■ **What the exercise asks**:
Answer these questions from the article on free Wi-Fi in German churches:
1. How many churches in Berlin has the project already reached?
2. By what date will 3,000 more churches have "Godspots"?
3. What laws does the article give as the reason Germany lags behind in public Wi-Fi?

# Wi-Fi News > Ειδήσεις - Αναδημοσίευση άρθρων >  German churches offer free Wi-Fi via "Godspots"

## NetTraptor

_The majority of protestant churches in eastern Germany will be getting access to the free Wi-Fi via hotspots called “Godspots”, by next year._
_In honor of the 500th anniversary of German theologist Martin Luther’s Reformation, the Berlin-Brandenburg-Silesian Oberlausitz (EKBO) church introduced a project for the expansion of Wi-Fi coverage in churches throughout eastern Germany. The project has been rolled out to 220 churches of Berlin, and 3,000 more will be getting “Godspots” by May 2017._
_The church, besides being a religious establishment, also serves as a place for group gatherings. According to EKBO’s IT manager, Fabian Blatner "People are no less spiritual than before, but the places of communication have shifted and [most people communicatia via] digital social networks and communities." As a result, providing Wi-Fi connection in churches could foster relationships between worshippers. “Godspot”
Wi-Fi can be used both inside and outside the buildings. Before accessing the internet, information about the church, its community and topics of faith and life is shared with users before enabling them to freely surf the internet._
_Despite the fact that Germany is the world’s fourth largest economy, it does not keep up with other European countries when it comes to public Wi-Fi. The reason why Germany lags behind is due to its “Störerhaftung” laws designed to protect intellectual property from unlawful online activities. “Störerhaftung” has been disputed for years and it is highly probable that the government willl eventually ease its strict Wi-Fi liability laws. Nevertheless, EKBO has managed to spread Wi-Fi in churches throughout Germany and will complete installations by May 2017._
_Τρελή είδηση lol Ref_

----------

■ **Dataset content**:
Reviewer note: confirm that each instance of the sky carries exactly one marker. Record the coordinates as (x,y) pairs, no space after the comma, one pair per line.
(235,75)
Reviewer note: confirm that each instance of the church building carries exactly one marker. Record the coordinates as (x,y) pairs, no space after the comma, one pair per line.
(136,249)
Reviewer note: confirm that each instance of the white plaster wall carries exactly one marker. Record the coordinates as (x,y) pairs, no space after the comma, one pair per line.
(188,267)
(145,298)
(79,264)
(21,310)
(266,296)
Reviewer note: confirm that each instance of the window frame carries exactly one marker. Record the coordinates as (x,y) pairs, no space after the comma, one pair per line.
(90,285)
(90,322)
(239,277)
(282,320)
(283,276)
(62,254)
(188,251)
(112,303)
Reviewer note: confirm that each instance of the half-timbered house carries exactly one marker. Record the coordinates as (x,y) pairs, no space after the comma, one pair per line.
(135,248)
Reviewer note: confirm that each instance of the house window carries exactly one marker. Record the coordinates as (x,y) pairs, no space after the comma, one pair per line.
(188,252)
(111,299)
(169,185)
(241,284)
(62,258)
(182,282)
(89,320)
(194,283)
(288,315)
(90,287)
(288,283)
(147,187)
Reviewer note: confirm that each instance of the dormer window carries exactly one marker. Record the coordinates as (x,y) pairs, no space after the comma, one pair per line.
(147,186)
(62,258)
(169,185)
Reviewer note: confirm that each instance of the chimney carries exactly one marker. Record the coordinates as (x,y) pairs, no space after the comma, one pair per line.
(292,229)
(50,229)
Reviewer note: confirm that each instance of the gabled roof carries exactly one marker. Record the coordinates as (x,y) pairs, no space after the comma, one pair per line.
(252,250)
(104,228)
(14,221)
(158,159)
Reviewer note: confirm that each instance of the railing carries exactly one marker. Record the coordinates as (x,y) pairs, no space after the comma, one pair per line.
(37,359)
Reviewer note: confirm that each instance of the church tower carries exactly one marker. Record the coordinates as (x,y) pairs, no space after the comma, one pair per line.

■ **Final answer**:
1. 220 churches.
2. By May 2017.
3. Its "Störerhaftung" laws, which are designed to protect intellectual property from unlawful online activities.